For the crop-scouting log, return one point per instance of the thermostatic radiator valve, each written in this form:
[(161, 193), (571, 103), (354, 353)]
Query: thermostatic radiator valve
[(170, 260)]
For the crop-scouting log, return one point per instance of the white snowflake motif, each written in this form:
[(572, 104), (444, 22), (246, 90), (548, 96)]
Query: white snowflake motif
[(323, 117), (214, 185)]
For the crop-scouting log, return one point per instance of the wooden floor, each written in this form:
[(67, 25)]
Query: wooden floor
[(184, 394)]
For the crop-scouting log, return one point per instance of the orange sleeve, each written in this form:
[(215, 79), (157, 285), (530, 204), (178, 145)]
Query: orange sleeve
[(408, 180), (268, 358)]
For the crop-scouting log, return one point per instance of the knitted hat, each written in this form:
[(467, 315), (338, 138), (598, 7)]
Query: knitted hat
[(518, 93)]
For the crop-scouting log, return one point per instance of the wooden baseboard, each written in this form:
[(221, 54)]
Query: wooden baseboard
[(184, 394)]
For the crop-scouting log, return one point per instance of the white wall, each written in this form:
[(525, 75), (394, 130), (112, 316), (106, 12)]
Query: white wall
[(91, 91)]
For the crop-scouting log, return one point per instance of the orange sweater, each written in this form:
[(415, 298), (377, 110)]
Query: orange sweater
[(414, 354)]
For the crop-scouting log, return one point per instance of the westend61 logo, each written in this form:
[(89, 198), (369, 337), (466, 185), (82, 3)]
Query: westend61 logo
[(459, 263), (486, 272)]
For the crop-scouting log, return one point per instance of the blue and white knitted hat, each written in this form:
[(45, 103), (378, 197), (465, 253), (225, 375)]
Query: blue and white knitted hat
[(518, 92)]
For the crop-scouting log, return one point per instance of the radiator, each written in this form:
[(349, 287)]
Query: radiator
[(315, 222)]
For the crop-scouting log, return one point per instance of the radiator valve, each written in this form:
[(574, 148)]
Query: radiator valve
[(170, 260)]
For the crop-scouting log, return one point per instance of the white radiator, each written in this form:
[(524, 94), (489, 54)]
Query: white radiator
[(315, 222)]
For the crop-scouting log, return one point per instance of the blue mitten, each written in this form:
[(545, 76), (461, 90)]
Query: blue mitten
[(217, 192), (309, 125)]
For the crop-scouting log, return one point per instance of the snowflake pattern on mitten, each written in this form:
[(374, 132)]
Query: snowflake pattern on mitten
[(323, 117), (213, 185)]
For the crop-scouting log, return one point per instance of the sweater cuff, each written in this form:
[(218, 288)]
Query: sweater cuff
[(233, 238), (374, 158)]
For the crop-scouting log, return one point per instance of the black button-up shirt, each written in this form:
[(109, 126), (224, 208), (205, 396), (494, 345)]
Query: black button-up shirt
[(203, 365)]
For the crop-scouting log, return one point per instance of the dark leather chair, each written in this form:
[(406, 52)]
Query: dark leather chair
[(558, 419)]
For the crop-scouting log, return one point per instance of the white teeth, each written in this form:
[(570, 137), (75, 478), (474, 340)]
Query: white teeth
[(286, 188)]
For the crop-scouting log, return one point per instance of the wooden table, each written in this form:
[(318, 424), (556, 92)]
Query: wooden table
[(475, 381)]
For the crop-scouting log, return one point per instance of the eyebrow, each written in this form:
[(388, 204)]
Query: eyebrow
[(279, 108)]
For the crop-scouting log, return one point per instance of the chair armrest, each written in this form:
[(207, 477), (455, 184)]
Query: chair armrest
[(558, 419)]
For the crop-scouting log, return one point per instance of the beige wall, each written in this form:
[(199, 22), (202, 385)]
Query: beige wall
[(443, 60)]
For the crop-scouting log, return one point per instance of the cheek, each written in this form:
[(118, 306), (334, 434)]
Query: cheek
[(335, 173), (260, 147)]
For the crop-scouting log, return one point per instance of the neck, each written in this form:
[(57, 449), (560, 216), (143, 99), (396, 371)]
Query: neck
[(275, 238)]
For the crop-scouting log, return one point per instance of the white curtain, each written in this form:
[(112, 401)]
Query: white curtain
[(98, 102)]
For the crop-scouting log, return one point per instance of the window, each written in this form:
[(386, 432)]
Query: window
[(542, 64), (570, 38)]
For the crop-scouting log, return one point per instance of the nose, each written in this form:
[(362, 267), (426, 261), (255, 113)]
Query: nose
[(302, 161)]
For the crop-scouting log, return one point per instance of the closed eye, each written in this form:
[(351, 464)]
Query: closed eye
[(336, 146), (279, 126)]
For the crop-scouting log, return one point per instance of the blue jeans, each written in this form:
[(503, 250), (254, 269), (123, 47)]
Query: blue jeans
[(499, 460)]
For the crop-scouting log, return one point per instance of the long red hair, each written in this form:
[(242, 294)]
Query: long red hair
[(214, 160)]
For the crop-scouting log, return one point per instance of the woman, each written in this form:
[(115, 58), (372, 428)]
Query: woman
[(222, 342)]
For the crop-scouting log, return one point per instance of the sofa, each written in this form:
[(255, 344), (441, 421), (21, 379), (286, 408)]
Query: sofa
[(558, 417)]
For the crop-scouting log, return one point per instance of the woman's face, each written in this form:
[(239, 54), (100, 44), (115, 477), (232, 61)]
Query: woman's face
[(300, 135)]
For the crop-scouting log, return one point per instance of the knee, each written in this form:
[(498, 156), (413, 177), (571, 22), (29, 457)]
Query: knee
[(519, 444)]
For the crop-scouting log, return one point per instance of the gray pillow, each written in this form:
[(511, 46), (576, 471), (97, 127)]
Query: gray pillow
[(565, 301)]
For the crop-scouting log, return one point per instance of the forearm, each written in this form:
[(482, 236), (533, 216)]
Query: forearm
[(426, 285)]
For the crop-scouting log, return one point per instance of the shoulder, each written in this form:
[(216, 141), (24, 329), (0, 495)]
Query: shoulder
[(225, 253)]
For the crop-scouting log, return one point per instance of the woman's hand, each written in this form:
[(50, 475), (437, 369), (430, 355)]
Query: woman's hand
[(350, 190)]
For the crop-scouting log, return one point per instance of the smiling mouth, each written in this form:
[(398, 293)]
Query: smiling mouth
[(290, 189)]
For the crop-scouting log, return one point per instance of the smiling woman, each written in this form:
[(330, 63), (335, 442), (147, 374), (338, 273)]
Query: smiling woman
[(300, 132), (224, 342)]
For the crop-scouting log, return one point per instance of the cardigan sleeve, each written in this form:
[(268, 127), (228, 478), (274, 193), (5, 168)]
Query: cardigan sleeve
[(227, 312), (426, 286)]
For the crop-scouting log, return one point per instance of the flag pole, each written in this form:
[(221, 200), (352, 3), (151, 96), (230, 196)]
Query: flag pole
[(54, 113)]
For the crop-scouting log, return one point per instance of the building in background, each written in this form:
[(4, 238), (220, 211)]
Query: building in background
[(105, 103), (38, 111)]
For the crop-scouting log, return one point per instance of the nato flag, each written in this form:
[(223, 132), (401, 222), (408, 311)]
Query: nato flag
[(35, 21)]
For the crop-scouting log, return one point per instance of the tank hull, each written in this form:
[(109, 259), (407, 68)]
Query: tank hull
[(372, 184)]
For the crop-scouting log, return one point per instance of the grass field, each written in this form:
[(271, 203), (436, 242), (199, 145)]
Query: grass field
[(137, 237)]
..........
Every line of the material is to be transcribed exactly.

ANSWER BOX -
For the crop-scouting log, return one point per instance of the thermostatic radiator valve, each written in this form:
[(161, 193), (571, 103), (354, 353)]
Query: thermostatic radiator valve
[(170, 260)]
For the crop-scouting log, return one point per instance of the white snowflake motif, each written in this form:
[(572, 104), (444, 22), (246, 90), (548, 96)]
Query: white snowflake motif
[(323, 117), (214, 185)]
For the crop-scouting log, return one point per instance of the wooden floor, each written in this form:
[(67, 25)]
Query: wooden floor
[(184, 394)]
For the crop-scouting log, return one point per instance of the orange sleeve, each written in this form:
[(215, 79), (157, 285), (530, 204), (178, 145)]
Query: orange sleeve
[(408, 180), (268, 358)]
For the crop-scouting log, return one point per instance of the knitted hat, each written in this form:
[(467, 315), (338, 138), (598, 7)]
Query: knitted hat
[(518, 93)]
For the crop-scouting log, return one point per instance of the wooden baseboard, each written in this form:
[(221, 54)]
Query: wooden baseboard
[(184, 394)]
For the crop-scouting log, return one point per instance of the white wall, each written in this form:
[(525, 75), (394, 130), (112, 316), (106, 12)]
Query: white wall
[(91, 91)]
For the crop-scouting log, return one point per instance of the orange sweater, each written in this form:
[(415, 298), (377, 110)]
Query: orange sweater
[(414, 354)]
For the crop-scouting log, return one point per instance of the westend61 logo, each written in this form:
[(89, 198), (369, 337), (466, 185), (82, 3)]
Query: westend61 logo
[(459, 263), (486, 272)]
For the crop-scouting log, return one point per instance of the blue and white knitted hat, each written in this form:
[(45, 103), (378, 197), (465, 253), (225, 375)]
Query: blue and white knitted hat
[(518, 92)]
For the crop-scouting log, return one point per instance of the radiator, each written in this form:
[(349, 287)]
Query: radiator
[(315, 222)]
For the crop-scouting log, return one point per instance of the radiator valve, each written in this form:
[(574, 148)]
Query: radiator valve
[(170, 260)]
For the crop-scouting log, return one point per instance of the white radiator, each written in this form:
[(524, 94), (489, 54)]
Query: white radiator
[(315, 222)]
For the crop-scouting log, return one point per instance of the blue mitten, each written in this form:
[(545, 76), (461, 90)]
Query: blue mitten
[(217, 192), (309, 125)]
For the crop-scouting log, return one point per instance of the snowflake pattern on mitten, each written in this form:
[(374, 132)]
Query: snowflake pattern on mitten
[(323, 117), (213, 185)]
For the crop-scouting log, return one point per instance of the sweater cuff, each written in this form:
[(218, 288)]
Query: sweater cuff
[(233, 238), (374, 158)]
For the crop-scouting log, return one point per instance of the black button-up shirt, each written in this form:
[(109, 126), (224, 208), (205, 396), (494, 345)]
Query: black button-up shirt
[(203, 365)]
For the crop-scouting log, return one point per instance of the dark leather chair, each written in this form:
[(406, 52)]
Query: dark leather chair
[(558, 419)]
For the crop-scouting log, return one point per instance of the white teeth, each written in this form:
[(570, 137), (75, 478), (474, 340)]
Query: white teeth
[(286, 188)]
For the crop-scouting log, return one point per instance of the wooden table, each written in this form:
[(318, 424), (556, 92)]
Query: wooden table
[(475, 381)]
For the crop-scouting log, return one point per instance of the eyebrow, each written in this form:
[(388, 204)]
Query: eyebrow
[(279, 108)]
For the crop-scouting log, return one point per instance of the chair armrest, each written in this form:
[(207, 477), (455, 184)]
Query: chair armrest
[(558, 419)]
For the crop-scouting log, return one point per instance of the beige wall, each written in this form:
[(199, 22), (202, 385)]
Query: beige wall
[(443, 60)]
For the crop-scouting log, return one point per instance of the cheek, each written in this form:
[(118, 306), (334, 434)]
Query: cheek
[(335, 173), (260, 147)]
For the crop-scouting log, return one point per instance of the neck, each written in this form:
[(57, 449), (560, 216), (143, 99), (396, 371)]
Query: neck
[(275, 238)]
For the crop-scouting log, return one point per instance of the white curtain, each written in this form:
[(112, 401)]
Query: white curtain
[(98, 102)]
For the crop-scouting log, return one point per instance of the window, each written in this form:
[(386, 432)]
Query: window
[(542, 64), (570, 38)]
For the crop-scouting log, return one point per instance of the nose, each written in this form:
[(362, 267), (426, 261), (255, 113)]
Query: nose
[(302, 161)]
For the crop-scouting log, return one point per instance of the closed eye, each written in this form:
[(351, 464)]
Query: closed eye
[(336, 146), (279, 126)]
For the crop-scouting log, return one point per instance of the blue jeans, each written in this form:
[(503, 250), (254, 269), (123, 47)]
Query: blue jeans
[(499, 460)]
For the crop-scouting log, return one point per instance of the long red hair, each written in this form:
[(242, 294)]
Query: long red hair
[(214, 160)]
For the crop-scouting log, return one point per instance of the woman, each written in this form:
[(115, 58), (372, 428)]
Query: woman
[(222, 342)]
For the crop-scouting log, return one point per instance of the sofa, each written in this form:
[(255, 344), (441, 421), (21, 379), (286, 408)]
Query: sofa
[(558, 417)]
For the crop-scouting log, return one point per instance of the woman's face, each written in this form:
[(239, 54), (100, 44), (115, 477), (232, 61)]
Query: woman's face
[(300, 135)]
For the crop-scouting log, return one point per instance of the knee, each written in this form:
[(498, 156), (413, 177), (571, 22), (29, 457)]
Query: knee
[(519, 444)]
For the crop-scouting log, return one point per instance of the gray pillow, each written in this form:
[(511, 46), (576, 471), (97, 127)]
Query: gray pillow
[(565, 301)]
For the crop-scouting log, return one point per instance of the forearm, each written in this form:
[(482, 236), (533, 216)]
Query: forearm
[(426, 285)]
For the crop-scouting log, return one point per instance of the shoulder, each written in this form:
[(216, 141), (24, 329), (0, 495)]
Query: shoulder
[(225, 253)]
For the crop-scouting log, return one point per instance of the woman's hand, each written in this form:
[(50, 475), (437, 369), (430, 355)]
Query: woman's hand
[(350, 190)]
For the crop-scouting log, return one point per instance of the smiling mouth, each written in this form:
[(398, 293)]
Query: smiling mouth
[(290, 189)]
For the crop-scouting log, return one point per instance of the smiling woman, each written in this form:
[(330, 63), (335, 442), (147, 374), (338, 273)]
Query: smiling woman
[(300, 132), (224, 342)]
For the crop-scouting log, return one point per instance of the cardigan sleeve, each written in this form:
[(268, 127), (228, 478), (274, 193), (5, 168)]
Query: cardigan sleeve
[(227, 312), (426, 286)]
For the crop-scouting log, return one point per instance of the flag pole, each written in this form:
[(221, 200), (352, 3), (151, 96), (230, 196)]
Query: flag pole
[(54, 113)]
For the crop-scouting log, return one point per instance of the building in background, each written in this form:
[(4, 238), (220, 211)]
Query: building in background
[(105, 103), (38, 111)]
For the crop-scouting log, return one point per instance of the nato flag, each written in this form:
[(223, 132), (401, 222), (408, 311)]
Query: nato flag
[(35, 21)]
For the crop-scouting log, return one point per instance of the tank hull, each written in this form:
[(109, 259), (407, 68)]
Query: tank hull
[(372, 184)]
For the crop-scouting log, return one point per instance of the grass field, each written in this form:
[(271, 203), (436, 242), (199, 145)]
Query: grass field
[(137, 237)]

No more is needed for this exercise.